**SHORT EXERCISE**
Nothing but the lines from the line with "Target: black helmet" through the end of the data is to be copied, and each is to be copied exactly.

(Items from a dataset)
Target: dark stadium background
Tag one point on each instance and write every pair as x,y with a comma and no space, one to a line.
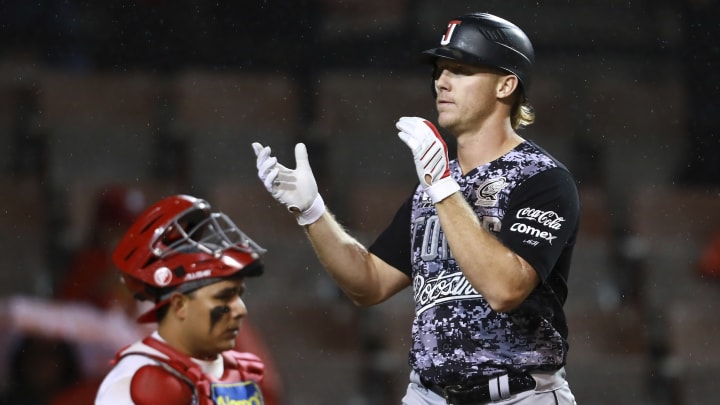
167,96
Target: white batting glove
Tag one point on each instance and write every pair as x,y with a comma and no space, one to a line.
431,156
296,189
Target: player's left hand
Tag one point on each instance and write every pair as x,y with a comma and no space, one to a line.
296,189
431,156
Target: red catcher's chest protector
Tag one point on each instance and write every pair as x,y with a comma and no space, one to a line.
239,384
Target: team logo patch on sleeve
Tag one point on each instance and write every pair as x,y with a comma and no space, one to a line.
487,193
242,393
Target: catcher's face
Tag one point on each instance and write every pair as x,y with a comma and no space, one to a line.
213,317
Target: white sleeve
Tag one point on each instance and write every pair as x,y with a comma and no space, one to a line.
115,388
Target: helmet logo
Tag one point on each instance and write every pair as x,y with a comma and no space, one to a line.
162,276
448,34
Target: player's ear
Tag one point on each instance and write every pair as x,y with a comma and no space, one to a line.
179,306
506,85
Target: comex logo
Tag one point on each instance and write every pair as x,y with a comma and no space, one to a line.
534,232
548,219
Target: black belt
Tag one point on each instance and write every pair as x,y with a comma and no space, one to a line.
494,389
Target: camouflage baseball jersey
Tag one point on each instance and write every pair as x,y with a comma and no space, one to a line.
530,202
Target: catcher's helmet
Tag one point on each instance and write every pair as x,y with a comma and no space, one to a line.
179,244
483,39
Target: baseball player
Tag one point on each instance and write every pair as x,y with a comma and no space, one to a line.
191,263
485,239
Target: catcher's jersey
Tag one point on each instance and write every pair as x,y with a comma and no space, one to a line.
530,202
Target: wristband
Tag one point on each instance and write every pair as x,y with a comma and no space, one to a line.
442,189
313,213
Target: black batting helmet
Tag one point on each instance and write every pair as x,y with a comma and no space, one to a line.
483,39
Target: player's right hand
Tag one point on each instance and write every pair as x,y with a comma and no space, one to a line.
296,189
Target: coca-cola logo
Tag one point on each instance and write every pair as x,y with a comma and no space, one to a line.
444,287
549,219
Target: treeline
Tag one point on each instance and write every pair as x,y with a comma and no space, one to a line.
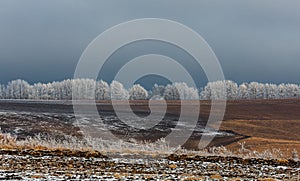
20,89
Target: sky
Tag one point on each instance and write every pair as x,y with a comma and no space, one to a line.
254,40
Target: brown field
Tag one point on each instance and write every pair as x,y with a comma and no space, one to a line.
261,124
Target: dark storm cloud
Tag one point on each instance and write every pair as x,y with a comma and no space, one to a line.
255,40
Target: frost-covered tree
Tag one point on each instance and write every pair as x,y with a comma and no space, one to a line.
137,92
271,91
214,91
102,90
281,91
231,90
2,91
243,91
186,92
157,92
117,91
18,89
171,93
83,88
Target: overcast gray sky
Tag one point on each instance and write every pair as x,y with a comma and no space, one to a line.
254,40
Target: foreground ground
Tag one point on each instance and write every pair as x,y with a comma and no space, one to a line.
66,165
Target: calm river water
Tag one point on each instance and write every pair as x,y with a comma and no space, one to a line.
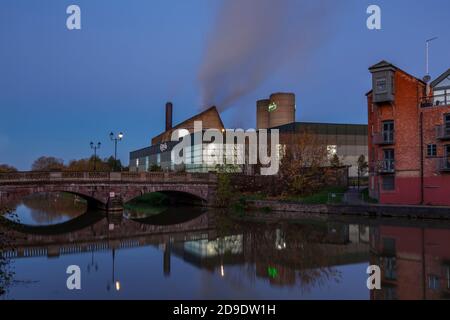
191,253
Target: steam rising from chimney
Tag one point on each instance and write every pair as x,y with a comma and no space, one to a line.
252,39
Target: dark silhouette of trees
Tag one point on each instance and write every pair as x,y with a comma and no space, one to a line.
48,164
4,168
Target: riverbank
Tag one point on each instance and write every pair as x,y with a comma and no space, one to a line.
293,210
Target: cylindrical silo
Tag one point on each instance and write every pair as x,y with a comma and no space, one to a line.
262,114
281,109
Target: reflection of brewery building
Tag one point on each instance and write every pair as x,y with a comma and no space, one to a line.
278,112
281,256
414,262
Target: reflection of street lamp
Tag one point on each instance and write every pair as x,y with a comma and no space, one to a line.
115,139
116,283
95,147
93,263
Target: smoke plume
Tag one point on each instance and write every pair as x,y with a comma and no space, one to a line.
252,39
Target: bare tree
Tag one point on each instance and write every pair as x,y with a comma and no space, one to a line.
4,168
301,159
47,164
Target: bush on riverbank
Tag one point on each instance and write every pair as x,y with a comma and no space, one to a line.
320,197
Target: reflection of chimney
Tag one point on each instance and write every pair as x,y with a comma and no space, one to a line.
169,111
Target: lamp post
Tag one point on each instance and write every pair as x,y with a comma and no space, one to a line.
95,147
116,139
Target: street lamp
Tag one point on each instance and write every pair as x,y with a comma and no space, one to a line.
95,147
115,139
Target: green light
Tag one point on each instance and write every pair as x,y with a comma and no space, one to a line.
272,107
272,272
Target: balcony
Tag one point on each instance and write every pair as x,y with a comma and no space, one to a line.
384,167
443,132
444,164
435,101
385,138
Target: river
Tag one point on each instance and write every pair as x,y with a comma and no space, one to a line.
194,253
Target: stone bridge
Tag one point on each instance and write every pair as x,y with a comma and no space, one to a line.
110,190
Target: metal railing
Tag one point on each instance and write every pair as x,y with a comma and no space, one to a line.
29,177
435,101
442,132
384,138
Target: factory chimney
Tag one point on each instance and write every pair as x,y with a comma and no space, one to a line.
169,111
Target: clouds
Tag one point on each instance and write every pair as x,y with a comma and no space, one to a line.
252,39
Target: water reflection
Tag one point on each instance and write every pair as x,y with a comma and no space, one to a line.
190,253
48,208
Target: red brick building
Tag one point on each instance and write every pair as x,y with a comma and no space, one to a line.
409,137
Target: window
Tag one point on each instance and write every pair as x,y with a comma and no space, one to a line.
389,160
441,97
389,183
389,247
388,131
447,124
448,277
431,150
390,267
381,85
433,282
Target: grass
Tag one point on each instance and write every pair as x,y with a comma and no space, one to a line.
321,197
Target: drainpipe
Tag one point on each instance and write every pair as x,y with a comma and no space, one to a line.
421,159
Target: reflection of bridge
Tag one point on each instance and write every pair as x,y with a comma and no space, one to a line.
288,249
109,190
97,233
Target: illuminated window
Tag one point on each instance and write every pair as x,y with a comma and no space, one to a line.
433,282
431,150
381,85
272,107
332,150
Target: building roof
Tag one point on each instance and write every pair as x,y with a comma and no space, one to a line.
442,77
324,128
386,64
188,124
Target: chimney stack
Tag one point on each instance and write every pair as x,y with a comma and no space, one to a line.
169,111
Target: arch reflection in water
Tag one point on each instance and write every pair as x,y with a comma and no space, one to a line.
43,209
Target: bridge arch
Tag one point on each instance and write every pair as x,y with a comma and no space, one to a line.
93,200
177,194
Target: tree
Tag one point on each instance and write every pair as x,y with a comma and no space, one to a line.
335,162
88,165
225,191
6,272
47,164
4,168
362,167
114,165
155,168
301,161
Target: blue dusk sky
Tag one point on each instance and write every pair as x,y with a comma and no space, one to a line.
61,89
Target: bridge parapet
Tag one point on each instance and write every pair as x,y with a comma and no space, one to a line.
126,177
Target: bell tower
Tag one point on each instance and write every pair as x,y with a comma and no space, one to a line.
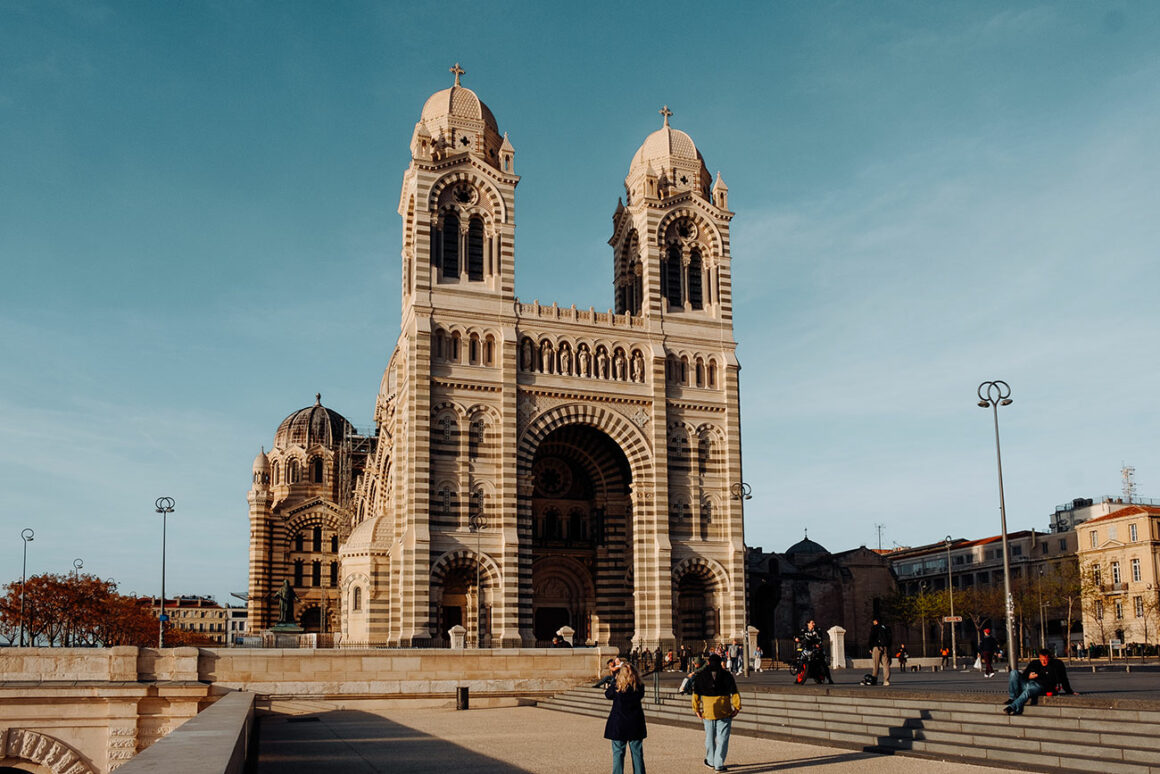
457,202
671,233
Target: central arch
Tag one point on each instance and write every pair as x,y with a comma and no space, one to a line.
575,519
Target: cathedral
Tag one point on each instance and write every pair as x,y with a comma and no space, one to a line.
531,467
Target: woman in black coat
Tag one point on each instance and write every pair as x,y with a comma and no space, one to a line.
626,718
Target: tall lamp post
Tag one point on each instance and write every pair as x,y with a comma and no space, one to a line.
78,563
993,395
476,523
950,592
27,535
742,492
164,505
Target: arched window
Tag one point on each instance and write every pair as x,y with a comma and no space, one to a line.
695,280
449,246
672,277
476,251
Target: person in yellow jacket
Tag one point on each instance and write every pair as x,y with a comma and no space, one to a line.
716,702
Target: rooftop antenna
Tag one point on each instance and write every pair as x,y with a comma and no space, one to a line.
1128,486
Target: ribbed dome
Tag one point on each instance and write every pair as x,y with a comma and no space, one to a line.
459,102
661,146
312,426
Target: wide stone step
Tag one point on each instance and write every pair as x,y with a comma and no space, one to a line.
1055,737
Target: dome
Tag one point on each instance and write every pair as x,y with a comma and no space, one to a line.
312,426
662,145
805,549
458,102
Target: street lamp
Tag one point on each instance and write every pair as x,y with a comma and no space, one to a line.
164,505
476,523
742,492
950,592
993,395
71,634
27,536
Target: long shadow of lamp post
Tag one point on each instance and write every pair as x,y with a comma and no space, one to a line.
993,395
27,535
164,506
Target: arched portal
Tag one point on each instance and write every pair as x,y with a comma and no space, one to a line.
698,597
580,519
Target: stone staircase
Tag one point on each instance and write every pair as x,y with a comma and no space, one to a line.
1072,735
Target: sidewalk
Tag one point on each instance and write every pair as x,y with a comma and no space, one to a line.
299,738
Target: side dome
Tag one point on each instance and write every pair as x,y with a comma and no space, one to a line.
312,426
805,550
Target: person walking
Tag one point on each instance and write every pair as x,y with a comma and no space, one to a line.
901,656
987,648
625,724
716,701
879,651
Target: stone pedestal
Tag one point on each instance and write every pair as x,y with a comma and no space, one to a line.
836,648
458,636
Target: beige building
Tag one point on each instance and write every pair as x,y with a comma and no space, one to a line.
1119,564
197,614
533,465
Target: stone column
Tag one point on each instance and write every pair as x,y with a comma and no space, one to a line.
836,648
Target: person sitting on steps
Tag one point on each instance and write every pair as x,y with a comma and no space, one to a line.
1042,675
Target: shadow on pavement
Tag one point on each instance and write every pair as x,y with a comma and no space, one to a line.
353,742
799,762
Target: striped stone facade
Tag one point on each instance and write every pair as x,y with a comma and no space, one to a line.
538,467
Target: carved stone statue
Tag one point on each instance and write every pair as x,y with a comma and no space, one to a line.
601,364
545,357
285,598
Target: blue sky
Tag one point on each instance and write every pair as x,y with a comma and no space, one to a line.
198,231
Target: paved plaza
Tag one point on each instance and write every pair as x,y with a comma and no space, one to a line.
529,739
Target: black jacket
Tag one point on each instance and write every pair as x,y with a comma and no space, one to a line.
626,718
1049,677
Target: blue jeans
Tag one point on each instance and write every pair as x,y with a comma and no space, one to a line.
636,747
1021,691
717,740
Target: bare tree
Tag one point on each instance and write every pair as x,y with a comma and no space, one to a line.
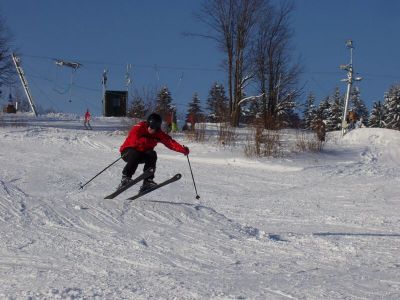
274,71
218,15
7,72
232,23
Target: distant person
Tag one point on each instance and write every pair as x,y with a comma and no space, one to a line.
138,148
86,123
360,123
320,130
352,120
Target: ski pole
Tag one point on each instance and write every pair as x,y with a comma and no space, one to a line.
82,185
190,167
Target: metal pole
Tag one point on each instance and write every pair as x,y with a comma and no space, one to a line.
21,75
190,167
349,80
349,83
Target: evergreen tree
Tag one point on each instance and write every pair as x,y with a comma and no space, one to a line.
217,103
324,109
392,108
164,103
137,108
357,105
377,116
194,112
309,111
336,111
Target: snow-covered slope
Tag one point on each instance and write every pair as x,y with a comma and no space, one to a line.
308,226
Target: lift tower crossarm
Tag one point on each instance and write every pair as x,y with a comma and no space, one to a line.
17,63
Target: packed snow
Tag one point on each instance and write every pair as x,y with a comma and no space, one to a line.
304,226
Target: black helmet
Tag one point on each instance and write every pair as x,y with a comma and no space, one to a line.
154,120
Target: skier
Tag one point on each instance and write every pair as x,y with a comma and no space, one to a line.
352,120
86,123
138,148
320,130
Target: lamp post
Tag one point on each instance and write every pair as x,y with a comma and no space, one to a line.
349,80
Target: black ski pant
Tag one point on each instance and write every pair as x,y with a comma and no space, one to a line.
133,158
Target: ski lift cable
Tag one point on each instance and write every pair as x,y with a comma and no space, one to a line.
43,93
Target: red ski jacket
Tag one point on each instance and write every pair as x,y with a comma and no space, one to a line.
140,139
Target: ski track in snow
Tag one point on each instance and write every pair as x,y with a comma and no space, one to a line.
310,226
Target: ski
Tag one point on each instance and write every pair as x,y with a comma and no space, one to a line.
144,175
168,181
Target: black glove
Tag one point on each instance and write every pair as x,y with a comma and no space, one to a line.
186,150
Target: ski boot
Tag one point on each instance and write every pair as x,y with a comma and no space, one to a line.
124,181
147,184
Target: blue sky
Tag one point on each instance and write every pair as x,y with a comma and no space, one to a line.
148,34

**TASK ANSWER**
Target: black helmet
Tag one point on each instance and write every pair as x,y with a comma and no space, one to a line.
154,120
Target: skier
Tag one point on each instance and write every pair as x,y with a comma and no space, one to a line.
352,120
86,123
138,148
320,130
Target: lamp post
Tag one point on each instance and write every pair as x,y with a comma and no space, one to a line.
349,80
Target: black ski pant
Tag one point on each instance and write every pair as x,y with a comma and no space, one to a line.
133,158
Target: ski lift cable
Tag one point on each instance and write every pair as x,y with a comma and no space, one to a line.
43,93
Target: red ski jacket
Tag one point on each instance and write every pair as x,y with a comma and no space, one to a line.
140,139
Target: ski track in snow
Tag one point on each instance and write every pair as x,y with a comma and no space, one to a line.
310,226
Target: ski
Tag one point on each instance and write every pair as x,y with a comma and no space, one to a line.
144,175
168,181
Target: black glove
Tag one point on each instance and write every pair as x,y with a comma and no space, one to a line.
186,150
Target: ski boot
Tag one point on each instance and write every pair as x,y with a comma and no space, one to a line.
124,181
147,184
Target: blue sky
Tag one point on each instance and write every pair as x,y with a comma and no space, one to a line.
148,34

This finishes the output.